** start Selected extract **
Florida too complete to be stopped

ByEAMONN BRENNAN
March 30, 2014, 1:39 AM

— -- MEMPHIS -- Billy Donovan could live with the first two.

Isn't that how it goes? There are losses you can live with and losses that drive you mad -- performances you can be proud of despite the result, and games that stick in your gut for months.

In 2011, the first of Florida's four straight Elite Eights, the Gators lost in overtime to a red-hot Butler team that made every play down the stretch. In 2012, Donovan lost to his mentor, Rick Pitino, and a Louisville team that guarded its way to the Final Four. Florida played well in both games. It was last year's loss -- a dreary blowout to eventual national runner-up Michigan -- that Donovan didn't like.

On Saturday, after Florida's fourth Elite Eight game in four years and its first win -- a 62-52 victory over No. 11 seed Dayton -- Donovan was fielding all of the expected questions about his program's remarkable run of success. He was making a larger point about the way seasons end in the NCAA tournament, and the ways those small samples skew perception. But for a second, his tone gave him away.

"I thought we played well against Louisville and Butler," Donovan said, his voice flecked with sudden disdain. "I did not think we played well against Michigan -- at all."
** end Selected extract **
Problems to solve:
1 > Answer these questions about the article on Florida's Elite Eight run:
(a) Which team beat Florida in overtime in 2011?
(b) What was the final score of Saturday's win over Dayton?
(c) Whom does the article name as Donovan's mentor?
2 > Retype the part of the article on Florida's Elite Eight run starting at "ByEAMONN BRENNAN" and ending at "Donovan didn't like.", with no changes.
Nothing in the data that comes after this text is needed for any task.
** start Source excerpt **
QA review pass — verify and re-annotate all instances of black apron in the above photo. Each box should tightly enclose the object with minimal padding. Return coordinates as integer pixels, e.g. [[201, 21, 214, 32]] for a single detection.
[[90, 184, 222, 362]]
** end Source excerpt **
The replies:
1 >
(a) Butler
(b) 62-52
(c) Rick Pitino

2 >
ByEAMONN BRENNAN
March 30, 2014, 1:39 AM

— -- MEMPHIS -- Billy Donovan could live with the first two.

Isn't that how it goes? There are losses you can live with and losses that drive you mad -- performances you can be proud of despite the result, and games that stick in your gut for months.

In 2011, the first of Florida's four straight Elite Eights, the Gators lost in overtime to a red-hot Butler team that made every play down the stretch. In 2012, Donovan lost to his mentor, Rick Pitino, and a Louisville team that guarded its way to the Final Four. Florida played well in both games. It was last year's loss -- a dreary blowout to eventual national runner-up Michigan -- that Donovan didn't like.